* _INSTRUCTIONS FOR THE TASK_:
From the first line to the last, reproduce the records exactly.

* _SUPPLIED DATA_:
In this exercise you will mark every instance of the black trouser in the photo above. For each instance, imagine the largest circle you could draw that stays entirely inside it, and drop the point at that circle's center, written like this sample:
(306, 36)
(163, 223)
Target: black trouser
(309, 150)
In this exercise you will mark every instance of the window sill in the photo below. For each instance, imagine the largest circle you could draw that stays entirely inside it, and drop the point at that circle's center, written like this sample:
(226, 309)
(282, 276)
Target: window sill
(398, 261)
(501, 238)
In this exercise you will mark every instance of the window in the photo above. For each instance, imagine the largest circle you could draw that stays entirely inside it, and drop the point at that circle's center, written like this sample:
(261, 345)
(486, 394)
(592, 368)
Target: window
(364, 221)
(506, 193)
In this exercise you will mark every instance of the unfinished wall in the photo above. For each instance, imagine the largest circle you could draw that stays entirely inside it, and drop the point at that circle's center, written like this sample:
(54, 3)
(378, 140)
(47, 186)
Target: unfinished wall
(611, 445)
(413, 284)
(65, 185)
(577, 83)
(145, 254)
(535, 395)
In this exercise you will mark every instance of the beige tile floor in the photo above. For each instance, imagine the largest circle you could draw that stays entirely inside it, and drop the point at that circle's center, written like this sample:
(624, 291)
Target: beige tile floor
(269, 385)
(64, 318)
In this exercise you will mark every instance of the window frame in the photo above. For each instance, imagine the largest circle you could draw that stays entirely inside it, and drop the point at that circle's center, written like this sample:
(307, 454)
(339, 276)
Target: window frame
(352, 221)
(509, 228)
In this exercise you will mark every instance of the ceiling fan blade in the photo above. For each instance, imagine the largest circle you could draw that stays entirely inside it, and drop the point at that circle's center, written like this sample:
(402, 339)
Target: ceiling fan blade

* _WRITTEN RESPONSE_:
In this exercise you will mark every instance of the black trouser in the photo above. For each instance, imagine the largest circle you could draw that stays entirely inside it, and drop the point at that circle's center, written like this sample:
(306, 36)
(163, 223)
Target: black trouser
(309, 150)
In this exercise you will mark every instance of the window sill in the photo below. For each instance, imagine the largest circle you could draw that stays entirely inside it, and drop the point at that circle's center, written like this sample:
(226, 309)
(282, 276)
Target: window sill
(398, 261)
(501, 238)
In this exercise you will mark every instance of the window in the photo above. For each instance, imagine the largest circle you could draw that stays entirely inside it, and drop the point at that circle's center, written like this sample:
(261, 345)
(486, 394)
(592, 368)
Target: window
(364, 221)
(506, 193)
In this exercise you will mark every instance of the unfinished wall in the photo above. For each instance, imagine the largest circle you could draw that stays entirely inside it, and drop the point at that circle's center, written like this sample:
(54, 3)
(378, 140)
(47, 186)
Target: unfinished wall
(611, 445)
(413, 284)
(65, 185)
(577, 83)
(145, 254)
(535, 395)
In this exercise you will mark every instance of the beige tile floor in the photo above. For each instance, imagine the largest circle you could draw that stays entirely inside it, and drop the point at that circle's center, written like this sample:
(624, 291)
Target: beige tile floor
(269, 385)
(64, 318)
In this exercise you will mark every instance of the window frame in the photo above. For each instance, imagine the largest circle you could draw that stays entirely inside it, and drop the point at that circle's center, written like this sample:
(307, 454)
(339, 276)
Target: window frame
(352, 221)
(509, 228)
In this exercise you will mark every instance of the ceiling fan blade in the photo above. For each instance, imagine the largest circle you could draw that stays entirely inside it, and drop the point at that circle's center, written like this sample:
(402, 339)
Target: ceiling fan blade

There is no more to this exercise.